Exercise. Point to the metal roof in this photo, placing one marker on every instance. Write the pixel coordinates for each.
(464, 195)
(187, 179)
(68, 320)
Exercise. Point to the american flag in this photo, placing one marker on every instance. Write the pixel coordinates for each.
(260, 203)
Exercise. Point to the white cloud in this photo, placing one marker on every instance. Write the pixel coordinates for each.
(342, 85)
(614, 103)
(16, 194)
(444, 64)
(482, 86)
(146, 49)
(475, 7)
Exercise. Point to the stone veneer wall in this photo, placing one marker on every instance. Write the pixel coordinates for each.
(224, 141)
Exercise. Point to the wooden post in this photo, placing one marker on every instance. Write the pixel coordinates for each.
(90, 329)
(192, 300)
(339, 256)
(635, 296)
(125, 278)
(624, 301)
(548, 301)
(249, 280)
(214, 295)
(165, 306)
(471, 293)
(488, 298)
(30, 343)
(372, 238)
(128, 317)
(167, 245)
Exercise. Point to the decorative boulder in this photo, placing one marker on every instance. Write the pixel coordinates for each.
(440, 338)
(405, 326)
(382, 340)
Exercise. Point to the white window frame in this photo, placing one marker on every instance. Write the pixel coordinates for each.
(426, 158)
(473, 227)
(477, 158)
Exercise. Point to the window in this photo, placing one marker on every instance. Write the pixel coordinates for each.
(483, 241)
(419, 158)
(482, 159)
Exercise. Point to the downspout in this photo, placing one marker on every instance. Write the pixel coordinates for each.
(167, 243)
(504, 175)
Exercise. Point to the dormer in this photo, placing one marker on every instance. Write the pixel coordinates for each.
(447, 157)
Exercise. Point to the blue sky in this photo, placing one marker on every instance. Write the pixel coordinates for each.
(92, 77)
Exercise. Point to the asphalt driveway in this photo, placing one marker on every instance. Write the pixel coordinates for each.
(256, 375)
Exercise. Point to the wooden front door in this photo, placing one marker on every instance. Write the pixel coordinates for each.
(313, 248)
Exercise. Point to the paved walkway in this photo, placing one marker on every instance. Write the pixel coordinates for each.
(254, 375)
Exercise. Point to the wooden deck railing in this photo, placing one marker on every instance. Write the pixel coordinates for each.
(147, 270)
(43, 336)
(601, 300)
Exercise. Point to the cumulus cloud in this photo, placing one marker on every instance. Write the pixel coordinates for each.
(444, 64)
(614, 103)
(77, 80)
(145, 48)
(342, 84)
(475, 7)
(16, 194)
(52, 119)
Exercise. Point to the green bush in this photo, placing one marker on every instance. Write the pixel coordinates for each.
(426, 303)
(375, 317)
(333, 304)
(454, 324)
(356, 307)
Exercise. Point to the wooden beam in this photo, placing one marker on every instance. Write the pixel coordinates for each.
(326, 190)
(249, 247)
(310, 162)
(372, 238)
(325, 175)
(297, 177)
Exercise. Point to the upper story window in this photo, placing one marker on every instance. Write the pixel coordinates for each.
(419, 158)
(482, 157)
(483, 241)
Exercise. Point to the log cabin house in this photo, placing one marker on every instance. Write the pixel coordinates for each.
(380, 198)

---

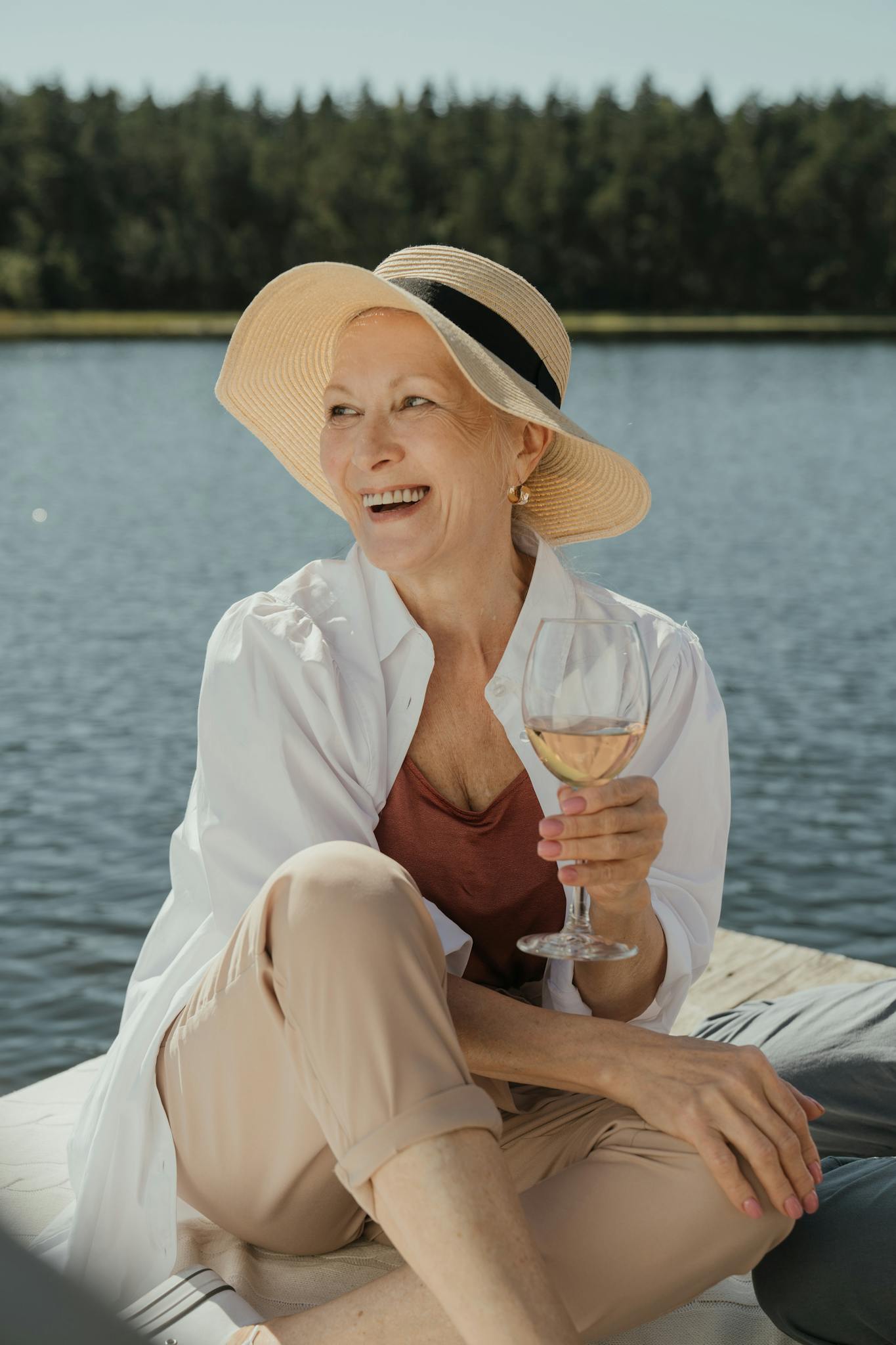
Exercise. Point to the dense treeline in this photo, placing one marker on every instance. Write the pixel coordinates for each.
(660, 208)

• _Work to be completed_: Locate each line of the data above that contains the word "window" and copy it in full. Case matters.

• _Solution to this task_:
Exercise. Point to the white window frame in this photo, placing one marker on every instance. Write the pixel coordinates for each.
Exercise. Point to the window in this photo, placing one marker on every instance. Write the pixel coordinates for each.
Exercise. Point to the upper story window in this photo, placing one marker on every instance. Write the pixel coordinates for each.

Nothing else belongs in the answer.